### Stated goal
Scale everything from the line containing "Name the bounding box enclosing the drinking" down to the end of the records, giving only those lines again with requests included. Multiply each bounding-box coordinate in the answers by 1.2 and round to a whole number, halves up, and leave the numbers in the requests and their format samples unchanged.

### Stored data
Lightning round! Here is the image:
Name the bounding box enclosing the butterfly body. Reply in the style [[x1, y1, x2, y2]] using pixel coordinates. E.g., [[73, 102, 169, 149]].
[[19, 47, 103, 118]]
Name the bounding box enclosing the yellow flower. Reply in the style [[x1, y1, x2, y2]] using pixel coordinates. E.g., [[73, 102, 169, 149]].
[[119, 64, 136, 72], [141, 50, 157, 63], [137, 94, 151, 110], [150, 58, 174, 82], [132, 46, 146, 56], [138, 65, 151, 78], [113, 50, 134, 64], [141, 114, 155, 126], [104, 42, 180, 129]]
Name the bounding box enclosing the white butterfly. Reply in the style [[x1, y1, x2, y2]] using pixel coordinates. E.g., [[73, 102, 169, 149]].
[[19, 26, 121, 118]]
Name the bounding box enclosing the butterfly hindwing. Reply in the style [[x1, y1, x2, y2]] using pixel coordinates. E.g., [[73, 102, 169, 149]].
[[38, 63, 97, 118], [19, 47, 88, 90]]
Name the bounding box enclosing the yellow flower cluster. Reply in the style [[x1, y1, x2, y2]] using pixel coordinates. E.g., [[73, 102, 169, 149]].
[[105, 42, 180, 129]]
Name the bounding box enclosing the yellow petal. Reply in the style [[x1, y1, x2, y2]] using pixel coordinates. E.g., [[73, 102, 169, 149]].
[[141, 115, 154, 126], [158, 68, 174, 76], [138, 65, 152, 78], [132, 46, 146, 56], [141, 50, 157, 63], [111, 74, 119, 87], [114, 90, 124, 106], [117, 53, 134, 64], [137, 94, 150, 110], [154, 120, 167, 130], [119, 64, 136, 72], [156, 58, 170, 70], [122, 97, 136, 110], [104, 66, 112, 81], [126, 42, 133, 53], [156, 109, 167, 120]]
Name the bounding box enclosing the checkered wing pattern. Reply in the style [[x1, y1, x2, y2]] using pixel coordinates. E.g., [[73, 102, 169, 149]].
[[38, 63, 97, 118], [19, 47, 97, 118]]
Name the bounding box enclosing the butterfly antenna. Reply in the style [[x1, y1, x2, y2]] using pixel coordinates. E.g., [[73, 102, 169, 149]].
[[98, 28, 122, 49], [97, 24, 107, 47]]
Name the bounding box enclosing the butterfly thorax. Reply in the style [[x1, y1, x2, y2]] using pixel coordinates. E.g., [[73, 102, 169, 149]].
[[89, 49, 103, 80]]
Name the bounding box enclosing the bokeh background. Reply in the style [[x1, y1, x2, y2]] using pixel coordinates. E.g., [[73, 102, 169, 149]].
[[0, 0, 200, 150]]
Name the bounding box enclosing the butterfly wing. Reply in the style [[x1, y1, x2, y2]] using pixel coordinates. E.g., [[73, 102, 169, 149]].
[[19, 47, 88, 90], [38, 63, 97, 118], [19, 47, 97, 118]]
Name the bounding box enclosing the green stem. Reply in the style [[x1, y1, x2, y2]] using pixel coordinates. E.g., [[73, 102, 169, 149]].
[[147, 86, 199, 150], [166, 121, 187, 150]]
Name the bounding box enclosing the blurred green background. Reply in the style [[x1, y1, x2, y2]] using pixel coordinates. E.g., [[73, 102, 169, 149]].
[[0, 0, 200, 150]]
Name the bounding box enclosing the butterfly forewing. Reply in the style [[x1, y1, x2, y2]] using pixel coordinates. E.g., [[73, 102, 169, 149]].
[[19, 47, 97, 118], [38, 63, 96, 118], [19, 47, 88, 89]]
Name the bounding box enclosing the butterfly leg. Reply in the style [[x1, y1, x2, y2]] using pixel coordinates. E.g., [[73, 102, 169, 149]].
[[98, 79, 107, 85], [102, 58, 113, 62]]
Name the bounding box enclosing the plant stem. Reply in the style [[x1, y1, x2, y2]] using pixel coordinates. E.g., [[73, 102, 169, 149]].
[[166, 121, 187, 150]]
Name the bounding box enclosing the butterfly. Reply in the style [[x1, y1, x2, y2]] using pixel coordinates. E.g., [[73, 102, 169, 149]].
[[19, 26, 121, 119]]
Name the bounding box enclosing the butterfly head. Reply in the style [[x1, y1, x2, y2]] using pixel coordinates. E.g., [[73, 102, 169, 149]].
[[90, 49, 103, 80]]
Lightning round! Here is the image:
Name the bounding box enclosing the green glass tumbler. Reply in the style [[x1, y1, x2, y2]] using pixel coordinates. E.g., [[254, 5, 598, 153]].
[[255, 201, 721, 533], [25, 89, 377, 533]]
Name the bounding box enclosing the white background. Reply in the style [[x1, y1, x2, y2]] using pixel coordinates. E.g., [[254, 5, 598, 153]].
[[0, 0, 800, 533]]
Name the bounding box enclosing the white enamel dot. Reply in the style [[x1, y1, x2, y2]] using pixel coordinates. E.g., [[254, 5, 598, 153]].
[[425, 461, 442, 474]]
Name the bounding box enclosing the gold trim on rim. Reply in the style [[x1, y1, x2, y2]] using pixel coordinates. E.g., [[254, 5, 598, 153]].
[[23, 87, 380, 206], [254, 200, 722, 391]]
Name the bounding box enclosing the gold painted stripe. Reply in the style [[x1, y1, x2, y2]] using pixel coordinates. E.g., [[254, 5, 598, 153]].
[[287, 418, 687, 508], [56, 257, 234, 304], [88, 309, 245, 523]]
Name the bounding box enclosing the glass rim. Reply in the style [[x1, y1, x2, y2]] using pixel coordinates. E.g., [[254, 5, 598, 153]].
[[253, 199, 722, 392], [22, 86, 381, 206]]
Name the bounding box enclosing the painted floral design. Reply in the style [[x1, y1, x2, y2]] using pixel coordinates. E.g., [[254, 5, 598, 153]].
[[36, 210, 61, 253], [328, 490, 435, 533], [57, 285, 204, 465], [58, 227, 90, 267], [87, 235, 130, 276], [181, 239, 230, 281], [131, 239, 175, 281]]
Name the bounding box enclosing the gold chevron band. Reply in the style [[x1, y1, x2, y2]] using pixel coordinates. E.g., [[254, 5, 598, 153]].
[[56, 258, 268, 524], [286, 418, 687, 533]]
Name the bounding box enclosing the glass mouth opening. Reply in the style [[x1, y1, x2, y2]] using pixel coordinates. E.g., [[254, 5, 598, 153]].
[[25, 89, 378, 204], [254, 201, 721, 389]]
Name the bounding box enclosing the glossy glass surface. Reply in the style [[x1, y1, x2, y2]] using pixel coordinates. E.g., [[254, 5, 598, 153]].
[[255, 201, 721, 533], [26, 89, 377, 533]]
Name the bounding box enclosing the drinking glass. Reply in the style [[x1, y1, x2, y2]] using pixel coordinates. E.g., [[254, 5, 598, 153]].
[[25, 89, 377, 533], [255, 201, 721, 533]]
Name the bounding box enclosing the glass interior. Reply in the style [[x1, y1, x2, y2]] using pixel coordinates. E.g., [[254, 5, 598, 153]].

### Output of the exercise
Name the bounding box enclosing the drinking glass. Reply in the style [[x1, y1, x2, y2]] using pixel coordinates. E.g., [[254, 5, 598, 153]].
[[30, 107, 452, 640], [306, 241, 865, 640]]
Name the bounding box enclosing the glass interior. Reply in the style [[x1, y1, x2, y2]] using pixel coordinates. E.g., [[254, 5, 598, 153]].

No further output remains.